=== Document section ===

Former Rep. Liz Cheney will hit the campaign trail Thursday with Vice President Kamala Harris four years after calling her a ‘radical leftist.’
When Harris was picked to be President Joe Biden’s VP, Cheney blasted the choice saying the then-California senator had a ‘more liberal voting record than Bernie Sanders & Elizabeth Warren.’
Cheney warned that Harris’ liberal positions on abortion, immigration and healthcare ‘would be devastating for America,’ in a tweet from August 2020.
But on Thursday, the former Wyoming lawmaker will make her endorsement of the Democratic nominee official by appearing alongside her in Ripon, Wisconsin – considered the birthplace of the Republican Party.
Cheney announced in September that she would be voting for Harris after being ousted by Wyoming voters over becoming Congress’ most prominent anti-Trump Republican.
Vice President Kamala Harris (left) will be joined on the campaign trail Thursday by former Rep. Liz Cheney (right) in Ripon, Wisconsin – considered the birthplace of the Republican Party
The move comes four years after Cheney blasted Harris as being a ‘radical leftists’ whose views on abortion, immigration and healthcare ‘would be devastating for America’
‘And as a conservative and as someone who believes in and cares about the Constitution, I have thought deeply about this, and because of the danger that Donald Trump poses, not only am I not voting for Donald Trump but I am voting for Kamala Harris,’ she said at an appearance at Duke University in North Carolina, a vital swing state.

=== Required work ===
Continue the report on Liz Cheney campaigning with Kamala Harris, picking up right after its last sentence. The listing that follows is drawn from a separate source.

=== Material provided ===
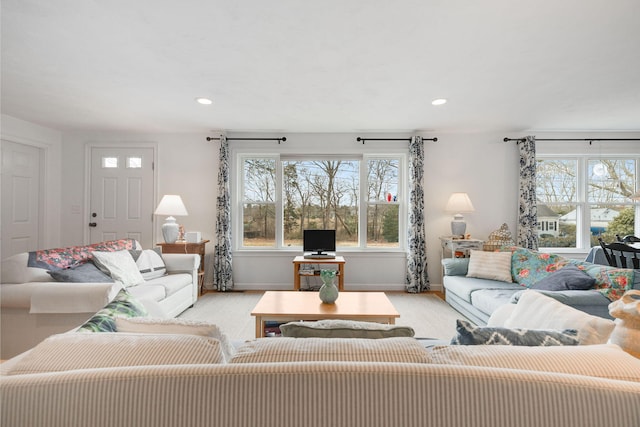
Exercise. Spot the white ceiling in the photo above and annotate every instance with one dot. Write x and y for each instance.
(322, 66)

=== Output of the exercise ===
Days later she revealed that her father, former Vice President Dick Cheney, would be casting a ballot for Harris too.
‘Dick Cheney will be voting for Kamala Harris,’ she said at the Texas Tribune Festival in Austin.
That move prompted Trump’s former National Security Advisor John Bolton – now a top critic of the ex-president – to reconsider his plan to write-in Dick Cheney’s name – though he said Thursday on CNN that he wouldn’t go as far as to cast a ballot for Harris.
While Cheney’s fellow Republican member of the House Select Committee on January 6, ex-Rep. Adam Kinzinger, took the stage in August at the Democratic National Convention in Chicago, until Thursday she hadn’t appeared publicly for the Harris campaign.
She excused her convention absence because ‘I wanted to make the announcement, to do it in a way that wasn’t connected to the party politics of the moment.’
‘I also happened to be in London at the Taylor Swift concert,’ Cheney confessed.
Swift also endorsed Harris in September.
Ripon is significant because the one-room schoolhouse there, built in 1853, is a National Historic Landmark for its role as being the site of meetings that helped form the Republican Party in 1854.
The Harris campaign is trying to peel away Republican and independent voters from Trump, playing up his role in January 6 and refusal to admit he lost the 2020 election – the same reasons Cheney, Kinzinger and other ex-Trump aides say they’re not supporting him.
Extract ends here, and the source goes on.